Write out only the tail of the records, beginning at the line containing "the bus radiator" and including the last line, exactly as written.

□ □ □

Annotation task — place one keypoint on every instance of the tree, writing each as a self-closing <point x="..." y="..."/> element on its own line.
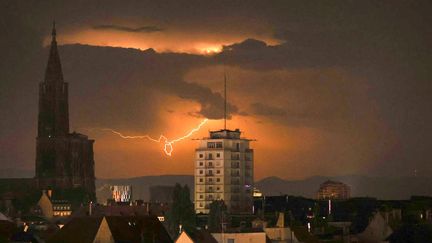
<point x="217" y="215"/>
<point x="181" y="212"/>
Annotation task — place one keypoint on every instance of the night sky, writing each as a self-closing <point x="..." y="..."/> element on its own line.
<point x="325" y="87"/>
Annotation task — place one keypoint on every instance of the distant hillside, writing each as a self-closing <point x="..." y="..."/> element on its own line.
<point x="361" y="186"/>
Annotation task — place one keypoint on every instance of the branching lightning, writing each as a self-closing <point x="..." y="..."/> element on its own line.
<point x="168" y="144"/>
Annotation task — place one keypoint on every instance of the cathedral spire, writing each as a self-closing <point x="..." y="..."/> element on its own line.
<point x="53" y="71"/>
<point x="53" y="33"/>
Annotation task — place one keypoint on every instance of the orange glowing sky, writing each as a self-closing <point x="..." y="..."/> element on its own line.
<point x="325" y="89"/>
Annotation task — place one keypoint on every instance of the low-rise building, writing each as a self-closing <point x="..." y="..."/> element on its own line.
<point x="54" y="208"/>
<point x="333" y="190"/>
<point x="199" y="236"/>
<point x="110" y="229"/>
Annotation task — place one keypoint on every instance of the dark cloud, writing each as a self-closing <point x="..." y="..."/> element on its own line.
<point x="143" y="29"/>
<point x="267" y="110"/>
<point x="383" y="47"/>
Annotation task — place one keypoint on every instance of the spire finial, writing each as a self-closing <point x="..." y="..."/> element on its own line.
<point x="54" y="33"/>
<point x="224" y="100"/>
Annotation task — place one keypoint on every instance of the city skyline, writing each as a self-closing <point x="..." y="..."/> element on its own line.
<point x="321" y="96"/>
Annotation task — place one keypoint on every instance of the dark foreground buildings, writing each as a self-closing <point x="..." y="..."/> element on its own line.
<point x="63" y="160"/>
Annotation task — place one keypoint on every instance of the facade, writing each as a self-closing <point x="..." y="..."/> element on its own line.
<point x="122" y="194"/>
<point x="251" y="237"/>
<point x="101" y="229"/>
<point x="63" y="160"/>
<point x="52" y="208"/>
<point x="224" y="171"/>
<point x="334" y="190"/>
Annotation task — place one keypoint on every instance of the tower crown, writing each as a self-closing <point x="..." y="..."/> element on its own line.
<point x="53" y="71"/>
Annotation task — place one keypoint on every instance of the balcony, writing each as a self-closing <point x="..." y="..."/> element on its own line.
<point x="235" y="182"/>
<point x="235" y="165"/>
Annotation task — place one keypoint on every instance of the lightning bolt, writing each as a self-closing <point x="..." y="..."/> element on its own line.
<point x="168" y="144"/>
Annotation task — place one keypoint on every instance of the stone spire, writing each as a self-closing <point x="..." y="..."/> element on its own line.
<point x="53" y="71"/>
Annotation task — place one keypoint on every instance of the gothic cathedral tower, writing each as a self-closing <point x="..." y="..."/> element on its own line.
<point x="63" y="160"/>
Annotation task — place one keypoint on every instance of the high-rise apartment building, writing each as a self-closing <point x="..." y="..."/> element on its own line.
<point x="224" y="171"/>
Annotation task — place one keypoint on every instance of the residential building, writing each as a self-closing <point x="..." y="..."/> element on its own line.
<point x="110" y="229"/>
<point x="199" y="236"/>
<point x="224" y="171"/>
<point x="239" y="237"/>
<point x="54" y="208"/>
<point x="333" y="190"/>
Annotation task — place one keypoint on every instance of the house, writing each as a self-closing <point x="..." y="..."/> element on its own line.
<point x="54" y="208"/>
<point x="377" y="231"/>
<point x="281" y="233"/>
<point x="239" y="237"/>
<point x="7" y="227"/>
<point x="199" y="236"/>
<point x="110" y="229"/>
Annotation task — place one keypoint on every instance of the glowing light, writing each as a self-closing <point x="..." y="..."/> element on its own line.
<point x="168" y="144"/>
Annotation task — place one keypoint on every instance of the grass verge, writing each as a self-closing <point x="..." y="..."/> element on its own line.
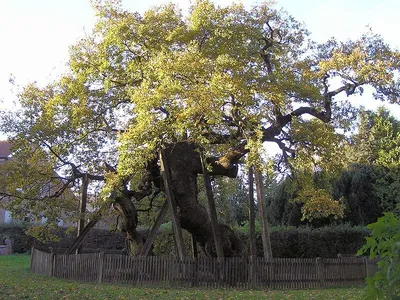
<point x="16" y="282"/>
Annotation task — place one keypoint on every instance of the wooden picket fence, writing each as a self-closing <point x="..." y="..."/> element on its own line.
<point x="240" y="273"/>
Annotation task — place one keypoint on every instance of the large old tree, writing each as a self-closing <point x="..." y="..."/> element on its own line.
<point x="220" y="80"/>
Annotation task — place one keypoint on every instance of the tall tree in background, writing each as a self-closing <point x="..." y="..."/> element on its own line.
<point x="371" y="185"/>
<point x="222" y="80"/>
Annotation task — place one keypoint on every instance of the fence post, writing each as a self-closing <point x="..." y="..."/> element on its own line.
<point x="171" y="270"/>
<point x="50" y="272"/>
<point x="32" y="258"/>
<point x="252" y="271"/>
<point x="321" y="272"/>
<point x="101" y="262"/>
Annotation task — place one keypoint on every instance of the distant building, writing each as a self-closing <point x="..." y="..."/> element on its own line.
<point x="5" y="215"/>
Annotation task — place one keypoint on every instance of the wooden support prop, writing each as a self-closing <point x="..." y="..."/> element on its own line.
<point x="253" y="248"/>
<point x="213" y="211"/>
<point x="172" y="205"/>
<point x="262" y="209"/>
<point x="153" y="233"/>
<point x="82" y="208"/>
<point x="79" y="240"/>
<point x="194" y="247"/>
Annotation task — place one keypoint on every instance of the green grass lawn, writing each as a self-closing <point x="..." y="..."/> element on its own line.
<point x="16" y="282"/>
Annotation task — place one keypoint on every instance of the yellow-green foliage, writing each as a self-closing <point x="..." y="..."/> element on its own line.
<point x="138" y="82"/>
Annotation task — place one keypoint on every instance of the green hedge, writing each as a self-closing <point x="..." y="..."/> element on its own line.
<point x="288" y="241"/>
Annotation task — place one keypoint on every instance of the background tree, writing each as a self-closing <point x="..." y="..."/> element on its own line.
<point x="223" y="80"/>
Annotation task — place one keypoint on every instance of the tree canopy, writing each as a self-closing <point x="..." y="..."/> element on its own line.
<point x="223" y="80"/>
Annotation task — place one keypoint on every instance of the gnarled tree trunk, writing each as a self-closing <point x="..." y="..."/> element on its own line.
<point x="184" y="164"/>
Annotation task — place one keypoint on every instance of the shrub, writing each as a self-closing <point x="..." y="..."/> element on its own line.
<point x="384" y="243"/>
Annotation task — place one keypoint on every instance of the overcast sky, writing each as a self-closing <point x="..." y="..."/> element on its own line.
<point x="35" y="34"/>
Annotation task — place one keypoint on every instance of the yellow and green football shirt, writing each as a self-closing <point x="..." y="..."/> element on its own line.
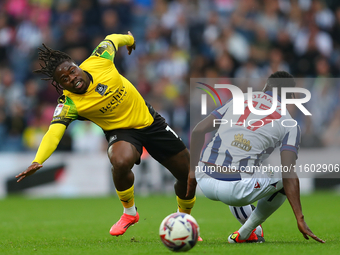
<point x="110" y="101"/>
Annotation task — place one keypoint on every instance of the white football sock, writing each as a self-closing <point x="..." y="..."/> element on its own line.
<point x="241" y="213"/>
<point x="265" y="207"/>
<point x="131" y="210"/>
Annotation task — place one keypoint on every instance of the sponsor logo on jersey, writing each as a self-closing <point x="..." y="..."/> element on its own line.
<point x="241" y="143"/>
<point x="113" y="138"/>
<point x="58" y="109"/>
<point x="101" y="88"/>
<point x="116" y="100"/>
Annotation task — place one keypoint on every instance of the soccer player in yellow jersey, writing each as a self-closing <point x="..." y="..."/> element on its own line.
<point x="95" y="91"/>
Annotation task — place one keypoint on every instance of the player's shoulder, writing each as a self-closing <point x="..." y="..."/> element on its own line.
<point x="106" y="49"/>
<point x="65" y="99"/>
<point x="61" y="99"/>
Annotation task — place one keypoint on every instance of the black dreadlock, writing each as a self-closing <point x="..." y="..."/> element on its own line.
<point x="52" y="59"/>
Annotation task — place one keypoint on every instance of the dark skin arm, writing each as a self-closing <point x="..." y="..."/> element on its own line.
<point x="292" y="190"/>
<point x="196" y="144"/>
<point x="132" y="47"/>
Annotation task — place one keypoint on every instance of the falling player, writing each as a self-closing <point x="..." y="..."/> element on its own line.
<point x="95" y="91"/>
<point x="225" y="170"/>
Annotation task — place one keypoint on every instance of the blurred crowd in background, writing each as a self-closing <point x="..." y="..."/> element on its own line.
<point x="175" y="40"/>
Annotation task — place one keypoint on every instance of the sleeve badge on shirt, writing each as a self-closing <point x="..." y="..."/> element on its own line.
<point x="101" y="88"/>
<point x="58" y="109"/>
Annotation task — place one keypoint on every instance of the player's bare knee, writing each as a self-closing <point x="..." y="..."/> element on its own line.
<point x="121" y="163"/>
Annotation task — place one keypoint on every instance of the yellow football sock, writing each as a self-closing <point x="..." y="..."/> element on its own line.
<point x="127" y="197"/>
<point x="185" y="206"/>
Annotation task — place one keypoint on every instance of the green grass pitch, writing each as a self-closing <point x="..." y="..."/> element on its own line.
<point x="81" y="226"/>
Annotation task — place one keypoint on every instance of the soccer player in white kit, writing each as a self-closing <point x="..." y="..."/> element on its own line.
<point x="229" y="167"/>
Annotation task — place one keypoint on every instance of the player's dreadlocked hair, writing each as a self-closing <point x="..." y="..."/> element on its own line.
<point x="52" y="59"/>
<point x="281" y="79"/>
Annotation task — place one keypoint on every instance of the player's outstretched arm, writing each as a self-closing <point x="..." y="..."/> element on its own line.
<point x="292" y="189"/>
<point x="120" y="40"/>
<point x="47" y="146"/>
<point x="196" y="144"/>
<point x="133" y="46"/>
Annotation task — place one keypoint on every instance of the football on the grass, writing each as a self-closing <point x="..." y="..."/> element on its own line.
<point x="179" y="232"/>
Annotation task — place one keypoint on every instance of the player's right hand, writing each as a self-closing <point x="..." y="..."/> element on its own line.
<point x="29" y="171"/>
<point x="305" y="230"/>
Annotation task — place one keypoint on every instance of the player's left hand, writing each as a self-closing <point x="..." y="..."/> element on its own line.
<point x="131" y="47"/>
<point x="305" y="230"/>
<point x="29" y="171"/>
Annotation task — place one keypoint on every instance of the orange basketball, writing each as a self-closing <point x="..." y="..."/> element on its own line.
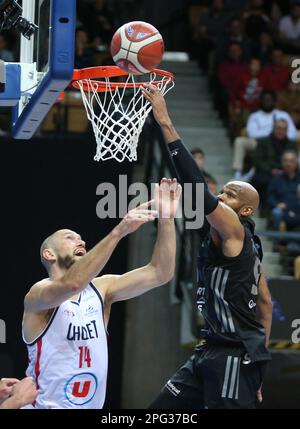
<point x="137" y="47"/>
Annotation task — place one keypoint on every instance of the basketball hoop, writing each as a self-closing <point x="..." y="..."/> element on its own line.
<point x="116" y="109"/>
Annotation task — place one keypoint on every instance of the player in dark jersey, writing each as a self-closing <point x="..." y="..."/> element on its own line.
<point x="227" y="368"/>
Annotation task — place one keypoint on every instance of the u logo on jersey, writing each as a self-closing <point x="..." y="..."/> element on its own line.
<point x="81" y="388"/>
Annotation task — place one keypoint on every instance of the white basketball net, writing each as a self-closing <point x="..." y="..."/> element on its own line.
<point x="118" y="122"/>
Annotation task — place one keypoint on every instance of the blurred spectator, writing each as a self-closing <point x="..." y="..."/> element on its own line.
<point x="277" y="75"/>
<point x="256" y="21"/>
<point x="212" y="185"/>
<point x="267" y="156"/>
<point x="289" y="27"/>
<point x="232" y="67"/>
<point x="250" y="85"/>
<point x="101" y="23"/>
<point x="283" y="193"/>
<point x="211" y="28"/>
<point x="236" y="34"/>
<point x="289" y="101"/>
<point x="235" y="5"/>
<point x="245" y="99"/>
<point x="260" y="124"/>
<point x="263" y="48"/>
<point x="5" y="54"/>
<point x="84" y="53"/>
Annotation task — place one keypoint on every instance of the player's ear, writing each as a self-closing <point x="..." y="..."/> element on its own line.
<point x="247" y="211"/>
<point x="49" y="255"/>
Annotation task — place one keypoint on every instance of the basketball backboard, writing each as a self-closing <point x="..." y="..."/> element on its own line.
<point x="46" y="62"/>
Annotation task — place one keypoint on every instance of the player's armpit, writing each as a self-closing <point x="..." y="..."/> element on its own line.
<point x="129" y="285"/>
<point x="48" y="294"/>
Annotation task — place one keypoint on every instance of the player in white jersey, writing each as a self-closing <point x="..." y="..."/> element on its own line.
<point x="66" y="315"/>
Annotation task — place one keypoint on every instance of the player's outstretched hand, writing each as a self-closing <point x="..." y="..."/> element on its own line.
<point x="136" y="218"/>
<point x="159" y="107"/>
<point x="23" y="392"/>
<point x="6" y="387"/>
<point x="166" y="198"/>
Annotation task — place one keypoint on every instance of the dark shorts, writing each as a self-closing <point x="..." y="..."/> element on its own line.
<point x="214" y="377"/>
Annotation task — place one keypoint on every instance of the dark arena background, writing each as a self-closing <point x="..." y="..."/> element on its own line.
<point x="228" y="57"/>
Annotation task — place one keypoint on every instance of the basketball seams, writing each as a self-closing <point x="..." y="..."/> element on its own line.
<point x="137" y="56"/>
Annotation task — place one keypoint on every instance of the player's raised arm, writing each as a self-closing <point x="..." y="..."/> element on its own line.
<point x="50" y="293"/>
<point x="162" y="265"/>
<point x="221" y="217"/>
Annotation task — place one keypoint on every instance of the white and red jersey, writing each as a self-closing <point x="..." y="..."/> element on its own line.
<point x="69" y="359"/>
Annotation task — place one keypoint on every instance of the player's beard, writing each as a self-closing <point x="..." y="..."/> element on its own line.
<point x="65" y="262"/>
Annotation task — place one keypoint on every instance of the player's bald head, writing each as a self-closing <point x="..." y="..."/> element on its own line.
<point x="247" y="195"/>
<point x="51" y="242"/>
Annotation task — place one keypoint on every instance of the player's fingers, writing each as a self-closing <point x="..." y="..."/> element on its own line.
<point x="151" y="88"/>
<point x="146" y="212"/>
<point x="9" y="381"/>
<point x="146" y="204"/>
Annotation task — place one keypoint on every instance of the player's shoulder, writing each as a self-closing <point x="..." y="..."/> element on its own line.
<point x="105" y="280"/>
<point x="102" y="283"/>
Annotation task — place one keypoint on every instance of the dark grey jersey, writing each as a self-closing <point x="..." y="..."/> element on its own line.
<point x="227" y="294"/>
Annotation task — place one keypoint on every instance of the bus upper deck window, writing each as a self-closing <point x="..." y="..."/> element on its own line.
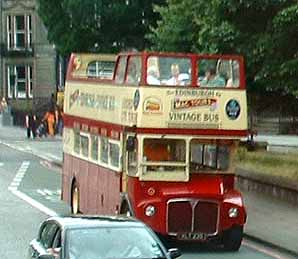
<point x="133" y="70"/>
<point x="172" y="71"/>
<point x="218" y="73"/>
<point x="120" y="72"/>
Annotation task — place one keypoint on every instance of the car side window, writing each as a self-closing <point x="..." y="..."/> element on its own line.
<point x="57" y="239"/>
<point x="47" y="234"/>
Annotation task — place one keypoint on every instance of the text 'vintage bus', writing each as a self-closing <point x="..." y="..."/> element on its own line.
<point x="158" y="142"/>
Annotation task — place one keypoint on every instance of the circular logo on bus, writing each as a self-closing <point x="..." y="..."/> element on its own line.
<point x="136" y="99"/>
<point x="233" y="109"/>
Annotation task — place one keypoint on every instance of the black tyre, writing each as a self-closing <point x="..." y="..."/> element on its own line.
<point x="75" y="199"/>
<point x="232" y="238"/>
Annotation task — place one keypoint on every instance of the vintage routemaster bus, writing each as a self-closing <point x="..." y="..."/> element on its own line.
<point x="158" y="141"/>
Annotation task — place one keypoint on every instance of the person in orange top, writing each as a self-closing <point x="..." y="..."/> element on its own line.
<point x="50" y="118"/>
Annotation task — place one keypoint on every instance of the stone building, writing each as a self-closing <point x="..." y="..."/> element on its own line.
<point x="28" y="62"/>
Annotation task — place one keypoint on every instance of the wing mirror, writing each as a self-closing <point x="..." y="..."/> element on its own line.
<point x="174" y="252"/>
<point x="46" y="256"/>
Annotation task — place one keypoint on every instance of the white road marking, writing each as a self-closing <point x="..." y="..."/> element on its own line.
<point x="14" y="189"/>
<point x="34" y="203"/>
<point x="20" y="174"/>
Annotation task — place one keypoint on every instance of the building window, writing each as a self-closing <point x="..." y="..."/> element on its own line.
<point x="19" y="31"/>
<point x="19" y="78"/>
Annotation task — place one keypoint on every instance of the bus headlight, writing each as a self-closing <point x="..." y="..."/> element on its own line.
<point x="233" y="212"/>
<point x="150" y="211"/>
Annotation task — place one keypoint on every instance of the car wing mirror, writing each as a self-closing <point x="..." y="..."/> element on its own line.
<point x="46" y="256"/>
<point x="174" y="253"/>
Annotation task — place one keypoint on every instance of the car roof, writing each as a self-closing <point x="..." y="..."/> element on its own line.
<point x="81" y="221"/>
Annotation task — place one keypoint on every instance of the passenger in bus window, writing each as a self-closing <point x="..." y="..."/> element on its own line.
<point x="175" y="71"/>
<point x="152" y="76"/>
<point x="211" y="79"/>
<point x="132" y="74"/>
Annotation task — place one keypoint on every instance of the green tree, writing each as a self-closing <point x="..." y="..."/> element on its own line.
<point x="264" y="32"/>
<point x="97" y="25"/>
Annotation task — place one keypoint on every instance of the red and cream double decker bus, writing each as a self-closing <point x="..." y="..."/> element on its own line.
<point x="158" y="142"/>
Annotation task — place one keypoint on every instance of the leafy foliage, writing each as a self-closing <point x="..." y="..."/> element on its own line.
<point x="265" y="32"/>
<point x="97" y="25"/>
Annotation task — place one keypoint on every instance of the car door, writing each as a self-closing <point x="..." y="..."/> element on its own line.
<point x="44" y="242"/>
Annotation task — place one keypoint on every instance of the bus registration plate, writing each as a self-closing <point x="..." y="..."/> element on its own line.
<point x="192" y="236"/>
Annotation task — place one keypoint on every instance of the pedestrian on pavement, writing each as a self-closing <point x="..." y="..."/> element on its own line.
<point x="59" y="120"/>
<point x="50" y="119"/>
<point x="31" y="124"/>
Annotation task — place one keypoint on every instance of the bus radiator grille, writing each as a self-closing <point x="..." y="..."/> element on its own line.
<point x="189" y="216"/>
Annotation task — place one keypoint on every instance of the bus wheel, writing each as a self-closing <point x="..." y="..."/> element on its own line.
<point x="232" y="238"/>
<point x="125" y="210"/>
<point x="75" y="200"/>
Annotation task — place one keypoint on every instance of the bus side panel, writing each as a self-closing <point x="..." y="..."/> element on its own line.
<point x="108" y="191"/>
<point x="93" y="183"/>
<point x="66" y="178"/>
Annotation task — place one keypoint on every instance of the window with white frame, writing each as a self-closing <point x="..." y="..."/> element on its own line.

□ □ □

Solution to this problem =>
Annotation task — place one keypoint on every instance of the bus radiator grille, writing each as a self-closing <point x="..." y="..."/> element on its own line.
<point x="189" y="216"/>
Annotation task — place one keypoint on every instance of the bus wheel, writing each as a self-closing <point x="..." y="..."/> element on its own line.
<point x="232" y="238"/>
<point x="125" y="210"/>
<point x="75" y="200"/>
Annotation task — place one keypoint on every instance of the bus side panel, writing each as a self-closing <point x="..." y="..."/> element on its own line.
<point x="108" y="191"/>
<point x="93" y="183"/>
<point x="66" y="178"/>
Annotation task — place one keypoint on every instance of the window with white frame, writing each as a self-closing <point x="..." y="..."/> element on its own line.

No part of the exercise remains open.